### Provided information

####################

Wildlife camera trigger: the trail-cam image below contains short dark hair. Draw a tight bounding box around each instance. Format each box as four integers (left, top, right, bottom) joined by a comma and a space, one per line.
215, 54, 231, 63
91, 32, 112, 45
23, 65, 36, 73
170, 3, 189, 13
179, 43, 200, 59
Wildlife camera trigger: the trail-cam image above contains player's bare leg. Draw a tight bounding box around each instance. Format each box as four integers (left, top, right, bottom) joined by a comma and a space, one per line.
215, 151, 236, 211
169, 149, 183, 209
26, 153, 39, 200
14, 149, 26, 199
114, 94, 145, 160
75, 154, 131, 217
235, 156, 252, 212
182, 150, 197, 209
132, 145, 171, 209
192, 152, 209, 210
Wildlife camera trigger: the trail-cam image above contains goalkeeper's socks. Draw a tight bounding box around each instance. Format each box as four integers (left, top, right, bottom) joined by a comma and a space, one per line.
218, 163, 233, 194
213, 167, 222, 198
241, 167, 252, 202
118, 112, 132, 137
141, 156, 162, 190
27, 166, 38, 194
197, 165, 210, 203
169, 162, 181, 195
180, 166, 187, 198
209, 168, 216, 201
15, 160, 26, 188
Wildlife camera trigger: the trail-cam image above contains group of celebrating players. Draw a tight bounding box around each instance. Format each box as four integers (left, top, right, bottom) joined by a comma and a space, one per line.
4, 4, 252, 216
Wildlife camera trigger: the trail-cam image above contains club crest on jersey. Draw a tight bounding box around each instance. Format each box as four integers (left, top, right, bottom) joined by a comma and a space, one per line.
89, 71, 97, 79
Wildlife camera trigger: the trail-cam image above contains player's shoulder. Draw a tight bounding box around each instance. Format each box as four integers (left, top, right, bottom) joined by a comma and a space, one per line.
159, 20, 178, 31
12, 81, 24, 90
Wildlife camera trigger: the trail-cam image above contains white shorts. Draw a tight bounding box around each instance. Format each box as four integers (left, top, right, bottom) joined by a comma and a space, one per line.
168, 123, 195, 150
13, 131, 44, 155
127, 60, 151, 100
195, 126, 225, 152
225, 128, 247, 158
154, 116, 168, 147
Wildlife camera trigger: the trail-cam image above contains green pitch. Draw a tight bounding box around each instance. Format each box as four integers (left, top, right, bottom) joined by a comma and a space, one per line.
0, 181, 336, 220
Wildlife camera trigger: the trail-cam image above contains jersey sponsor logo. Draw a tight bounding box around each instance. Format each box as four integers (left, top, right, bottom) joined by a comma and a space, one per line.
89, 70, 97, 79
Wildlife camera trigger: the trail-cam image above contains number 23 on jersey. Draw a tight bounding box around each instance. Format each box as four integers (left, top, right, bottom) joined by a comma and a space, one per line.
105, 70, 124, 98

####################

### Your goal
Copy the lines above word for word, starting at the line that contains "above contains goalkeeper's" and ending at the line that contains "180, 166, 187, 198".

### Correct output
Wildlife camera trigger: the trail-cam image above contains goalkeeper's socks. Draw a tight bounding box around each instance. Format each box as four integers (left, top, right, bottom) joined by a comma and a space, one per line.
218, 163, 233, 194
213, 167, 222, 198
241, 167, 252, 202
118, 112, 132, 137
141, 156, 162, 190
27, 166, 38, 194
197, 165, 210, 203
169, 162, 181, 195
180, 166, 187, 198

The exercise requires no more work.